= Your task =
Rewrite the lines below, switching every "a point per instance" to "one point per instance" and leaving everything else unchanged.

════════════════════

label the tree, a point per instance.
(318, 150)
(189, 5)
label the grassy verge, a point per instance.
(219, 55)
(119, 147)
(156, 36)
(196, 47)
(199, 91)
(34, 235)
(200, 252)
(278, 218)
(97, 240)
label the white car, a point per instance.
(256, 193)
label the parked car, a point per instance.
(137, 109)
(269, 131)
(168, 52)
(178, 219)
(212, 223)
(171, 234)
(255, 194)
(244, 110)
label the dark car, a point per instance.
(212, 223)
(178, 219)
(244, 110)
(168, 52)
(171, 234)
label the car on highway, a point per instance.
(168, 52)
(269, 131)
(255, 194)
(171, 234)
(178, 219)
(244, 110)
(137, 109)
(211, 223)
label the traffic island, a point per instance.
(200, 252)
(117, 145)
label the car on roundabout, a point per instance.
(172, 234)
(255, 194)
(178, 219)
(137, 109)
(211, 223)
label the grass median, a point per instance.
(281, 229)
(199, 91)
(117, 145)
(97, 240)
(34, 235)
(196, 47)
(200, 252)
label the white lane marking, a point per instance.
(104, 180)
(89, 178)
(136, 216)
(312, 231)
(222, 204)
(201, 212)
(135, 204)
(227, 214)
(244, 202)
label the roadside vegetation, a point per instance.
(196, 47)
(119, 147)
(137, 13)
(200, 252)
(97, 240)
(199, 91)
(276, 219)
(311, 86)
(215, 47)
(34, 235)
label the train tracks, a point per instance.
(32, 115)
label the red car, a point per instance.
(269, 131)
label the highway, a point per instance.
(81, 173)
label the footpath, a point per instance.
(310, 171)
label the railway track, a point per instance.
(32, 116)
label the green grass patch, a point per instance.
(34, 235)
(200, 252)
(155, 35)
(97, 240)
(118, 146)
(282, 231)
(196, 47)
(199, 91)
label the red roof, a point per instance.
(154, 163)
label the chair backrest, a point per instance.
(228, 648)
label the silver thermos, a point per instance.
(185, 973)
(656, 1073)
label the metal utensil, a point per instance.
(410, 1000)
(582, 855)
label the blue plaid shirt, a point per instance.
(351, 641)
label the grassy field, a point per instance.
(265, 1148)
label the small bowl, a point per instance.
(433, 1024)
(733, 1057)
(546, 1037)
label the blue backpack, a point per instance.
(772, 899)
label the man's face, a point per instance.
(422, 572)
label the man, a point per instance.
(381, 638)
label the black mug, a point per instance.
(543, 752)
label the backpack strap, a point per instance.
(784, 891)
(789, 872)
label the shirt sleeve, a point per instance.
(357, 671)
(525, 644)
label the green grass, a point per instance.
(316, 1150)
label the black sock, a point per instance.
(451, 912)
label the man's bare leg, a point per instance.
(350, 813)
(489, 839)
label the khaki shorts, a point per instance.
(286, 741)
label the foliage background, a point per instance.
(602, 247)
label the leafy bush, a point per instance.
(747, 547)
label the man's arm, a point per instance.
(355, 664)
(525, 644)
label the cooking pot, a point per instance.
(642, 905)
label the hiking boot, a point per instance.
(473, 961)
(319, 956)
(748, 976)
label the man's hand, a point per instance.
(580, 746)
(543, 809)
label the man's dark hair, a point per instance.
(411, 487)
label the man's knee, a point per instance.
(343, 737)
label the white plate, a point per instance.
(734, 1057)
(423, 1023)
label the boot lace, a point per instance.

════════════════════

= Result =
label the tree, one point per instance.
(318, 150)
(189, 5)
label the grassy verge, one point per instance.
(219, 55)
(119, 147)
(156, 36)
(196, 47)
(199, 91)
(34, 235)
(200, 252)
(278, 218)
(97, 240)
label the white car, one point per instance.
(256, 193)
label the parked car, one point per instance.
(137, 109)
(269, 131)
(168, 52)
(178, 219)
(212, 223)
(171, 234)
(255, 194)
(244, 110)
label the dark car, one point per instance.
(212, 223)
(178, 219)
(244, 110)
(168, 52)
(171, 234)
label the car on highway, one point per instance.
(168, 52)
(269, 131)
(255, 194)
(171, 234)
(178, 219)
(244, 110)
(137, 109)
(211, 223)
label the traffic island, one point per instance.
(200, 252)
(117, 145)
label the car on roundabout, one point per instance.
(172, 234)
(255, 194)
(178, 219)
(137, 109)
(211, 223)
label the grass median, one point per instance.
(281, 229)
(199, 91)
(117, 145)
(97, 240)
(34, 235)
(196, 47)
(200, 252)
label the white lane marking, one point per instance.
(104, 180)
(89, 178)
(136, 216)
(312, 231)
(222, 204)
(201, 212)
(135, 204)
(227, 214)
(244, 202)
label the roadside vegetation, one point per instance.
(196, 47)
(119, 147)
(137, 13)
(200, 252)
(97, 240)
(199, 91)
(276, 219)
(311, 86)
(215, 47)
(34, 235)
label the train tracks, one point per instance.
(32, 115)
label the red car, one point per instance.
(269, 131)
label the highway, one point per instance.
(81, 173)
label the footpath, one point per instance.
(310, 171)
label the railway track, one point per instance.
(32, 116)
label the green grass patch, one point per instance.
(34, 235)
(200, 252)
(155, 35)
(97, 240)
(118, 146)
(282, 231)
(196, 47)
(199, 91)
label the red roof, one point per instance.
(154, 163)
label the chair backrest, one point per instance.
(228, 648)
label the silver thermos, one point per instance.
(185, 973)
(656, 1073)
label the metal utensil, one point per instance.
(410, 1000)
(582, 855)
label the blue plaid shirt, one point per instance.
(351, 641)
label the grassy field, one point per instance.
(265, 1148)
label the small bowl, one point per instance.
(433, 1024)
(733, 1057)
(546, 1037)
label the blue backpack, one point per instance.
(772, 899)
label the man's face, one point per instance.
(422, 572)
label the man, one point per instance.
(381, 638)
label the black mug, one point per instance.
(543, 752)
label the backpack strap, one point per instance.
(784, 891)
(789, 872)
label the shirt sleeve, one point per instance.
(357, 671)
(525, 644)
label the green grass, one point per instance.
(316, 1150)
label the black sock, one point per instance.
(451, 912)
label the man's bare leg, one point per instance.
(350, 813)
(489, 839)
label the khaki shorts, one point per instance.
(286, 741)
label the foliage background, one point per instance.
(602, 247)
label the leafy bush, one point per instance.
(747, 547)
label the man's arm, one point per instance.
(355, 664)
(525, 644)
label the cooking pot, one point per instance.
(642, 905)
label the hiking boot, one point per instance.
(473, 961)
(319, 956)
(748, 976)
label the man's hand, one point per instance.
(580, 746)
(543, 809)
label the man's dark hair, one point per instance.
(411, 487)
label the man's knee, one point per instance.
(343, 737)
label the white plate, one point per instance.
(734, 1057)
(423, 1023)
label the boot lace, one point per instance.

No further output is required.